◆ **What is needed**
Return the Turner County landlord-tenant text below in full, reproducing it verbatim.

◆ **Document**

Turner County Landlord-Tenant Law

Georgia landlord guide — Ashburn, Peanut Capital of the World, I-75 south Georgia corridor & OCGA Title 44

🏛️ County Seat: Ashburn
👥 Population: ~9,000
⚖️ State: GA

Landlord-Tenant Law in Turner County, Georgia

Turner County is a small, rural county in south-central Georgia, created on August 18, 1905, from parts of Dooly, Irwin, Wilcox, and Worth counties. The county was named for Henry Gray Turner — a Confederate officer captured at Gettysburg who went on to serve in the Georgia state legislature, on the State Supreme Court, and in the U.S. Congress. With a population of approximately 9,000 spread across 290 square miles of the Georgia Wiregrass region, Turner County is anchored by its county seat and only significant city: Ashburn, population approximately 4,200. Ashburn holds a title that is simultaneously agricultural, industrial, and delightfully specific: the “Peanut Capital of the World.” The county is home to the Golden Peanut and Tree Nuts plant in Ashburn — the world’s largest peanut processing facility — and produces over 60 million pounds of peanuts annually from approximately 13,900 harvested acres. A giant peanut monument stands along I-75, and the county celebrates itself annually at the Fire Ant Festival each March.

◆ **Data shown**
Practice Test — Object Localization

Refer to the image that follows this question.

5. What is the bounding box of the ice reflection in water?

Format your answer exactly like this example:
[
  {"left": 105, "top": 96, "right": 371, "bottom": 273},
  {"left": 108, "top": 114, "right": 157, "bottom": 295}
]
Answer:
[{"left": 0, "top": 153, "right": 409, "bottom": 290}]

◆ **Full answer**
Turner County Landlord-Tenant Law

Georgia landlord guide — Ashburn, Peanut Capital of the World, I-75 south Georgia corridor & OCGA Title 44

🏛️ County Seat: Ashburn
👥 Population: ~9,000
⚖️ State: GA

Landlord-Tenant Law in Turner County, Georgia

Turner County is a small, rural county in south-central Georgia, created on August 18, 1905, from parts of Dooly, Irwin, Wilcox, and Worth counties. The county was named for Henry Gray Turner — a Confederate officer captured at Gettysburg who went on to serve in the Georgia state legislature, on the State Supreme Court, and in the U.S. Congress. With a population of approximately 9,000 spread across 290 square miles of the Georgia Wiregrass region, Turner County is anchored by its county seat and only significant city: Ashburn, population approximately 4,200. Ashburn holds a title that is simultaneously agricultural, industrial, and delightfully specific: the “Peanut Capital of the World.” The county is home to the Golden Peanut and Tree Nuts plant in Ashburn — the world’s largest peanut processing facility — and produces over 60 million pounds of peanuts annually from approximately 13,900 harvested acres. A giant peanut monument stands along I-75, and the county celebrates itself annually at the Fire Ant Festival each March.